### Supplied passage

***

Panzerschwein!

COUNT-OFF & NAME-O-RAMA:
PAX: Cinco (FTW), Round Up (FTW), Sex Panther, Bandito, Alright Alright, Stingray, Swindled (FNG)
QIC’s: Oatmeal, Wal-Mart, Sweet Baby, Sally, Rump Roast, Pow Pow, Draper

AO: Varied
F3 DISCLAIMER & WELCOME: Given

WARM-O-RAMA:
SSH IC

Cotton Pickers IC

IST IC

While waiting on a couple PAX gathering their gear for the long road ahead

THA THANG:
At midnight, YHC launched the PAX on a ruck just over 15 miles in seven hours from Flag Pole Hill to Burleson Park.  A Q change occurred every two miles where he was given 52 minutes to get cover the next two miles and inject pain stations where necessary to fill his time.  YHC also included the instruction that no pack was to hit the ground (this proved difficult for YHC and others with a weight vest and a pack.  Dexterity was a highly regarded skill especially when Sweet Baby was the Q) PAX converged on Burleson at 0700 to commence an AlrightAlright beat down following the ruck.

MOLESKIN:

What is written below is YHC’s best recollection of events from the Panzerschwein.  Details may be sketchy due to YHC’s delinquency in posting or post-traumatic mental preservation!

Where to begin…most of the PAX rallied at Burleson to leave unnecessary vehicles and carpool to Flag Pole Hill.  Deciding who was going to drive took a bit longer than expected, but Sex Panther and Sweet Baby stepped up to volunteer.

***

### Dataset entries
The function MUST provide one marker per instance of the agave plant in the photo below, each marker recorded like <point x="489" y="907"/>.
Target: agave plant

***

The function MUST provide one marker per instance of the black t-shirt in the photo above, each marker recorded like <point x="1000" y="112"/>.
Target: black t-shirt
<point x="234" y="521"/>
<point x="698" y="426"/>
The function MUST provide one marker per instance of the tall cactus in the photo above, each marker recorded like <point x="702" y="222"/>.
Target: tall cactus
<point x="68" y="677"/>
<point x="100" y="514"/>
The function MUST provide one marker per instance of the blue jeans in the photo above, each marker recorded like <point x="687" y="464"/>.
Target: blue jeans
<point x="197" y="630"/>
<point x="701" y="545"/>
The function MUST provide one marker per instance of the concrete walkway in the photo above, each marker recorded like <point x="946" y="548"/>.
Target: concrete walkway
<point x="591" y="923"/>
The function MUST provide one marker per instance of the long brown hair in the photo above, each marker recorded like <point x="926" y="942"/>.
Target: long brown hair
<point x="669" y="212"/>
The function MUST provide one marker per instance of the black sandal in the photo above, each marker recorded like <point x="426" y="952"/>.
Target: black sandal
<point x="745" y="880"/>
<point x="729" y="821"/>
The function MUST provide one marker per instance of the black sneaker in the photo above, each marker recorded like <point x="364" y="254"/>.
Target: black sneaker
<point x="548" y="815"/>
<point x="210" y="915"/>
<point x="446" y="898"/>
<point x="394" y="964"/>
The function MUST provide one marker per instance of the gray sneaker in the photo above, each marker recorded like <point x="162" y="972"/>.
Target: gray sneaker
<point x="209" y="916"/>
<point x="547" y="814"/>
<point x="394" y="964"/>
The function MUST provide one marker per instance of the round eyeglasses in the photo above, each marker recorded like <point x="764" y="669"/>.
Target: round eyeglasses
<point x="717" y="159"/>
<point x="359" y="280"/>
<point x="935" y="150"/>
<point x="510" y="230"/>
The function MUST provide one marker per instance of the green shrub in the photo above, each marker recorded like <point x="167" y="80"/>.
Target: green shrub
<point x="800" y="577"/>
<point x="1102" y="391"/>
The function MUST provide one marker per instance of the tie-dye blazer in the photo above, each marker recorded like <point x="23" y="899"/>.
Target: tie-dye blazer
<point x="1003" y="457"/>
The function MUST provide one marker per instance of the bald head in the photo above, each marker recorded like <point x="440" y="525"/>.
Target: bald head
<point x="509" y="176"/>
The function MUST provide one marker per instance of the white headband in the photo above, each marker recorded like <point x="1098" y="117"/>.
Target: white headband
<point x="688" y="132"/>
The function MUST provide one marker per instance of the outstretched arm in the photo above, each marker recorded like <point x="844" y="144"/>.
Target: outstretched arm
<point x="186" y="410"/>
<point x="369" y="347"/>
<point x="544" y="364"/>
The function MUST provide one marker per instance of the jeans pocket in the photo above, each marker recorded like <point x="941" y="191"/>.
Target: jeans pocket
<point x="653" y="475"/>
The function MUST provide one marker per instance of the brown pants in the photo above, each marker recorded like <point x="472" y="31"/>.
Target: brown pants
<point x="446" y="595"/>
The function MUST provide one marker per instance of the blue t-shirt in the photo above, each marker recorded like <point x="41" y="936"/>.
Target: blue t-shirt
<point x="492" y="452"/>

***

### Goals
1/ From the Panzerschwein report, set down the passage word for word. Begin at the words "While waiting on" and stop after "following the ruck.".
2/ In the Panzerschwein report, where did the midnight ruck start and end?

### Results for the exercise
1/
While waiting on a couple PAX gathering their gear for the long road ahead

THA THANG:
At midnight, YHC launched the PAX on a ruck just over 15 miles in seven hours from Flag Pole Hill to Burleson Park.  A Q change occurred every two miles where he was given 52 minutes to get cover the next two miles and inject pain stations where necessary to fill his time.  YHC also included the instruction that no pack was to hit the ground (this proved difficult for YHC and others with a weight vest and a pack.  Dexterity was a highly regarded skill especially when Sweet Baby was the Q) PAX converged on Burleson at 0700 to commence an AlrightAlright beat down following the ruck.

2/ It started at Flag Pole Hill and ended at Burleson Park.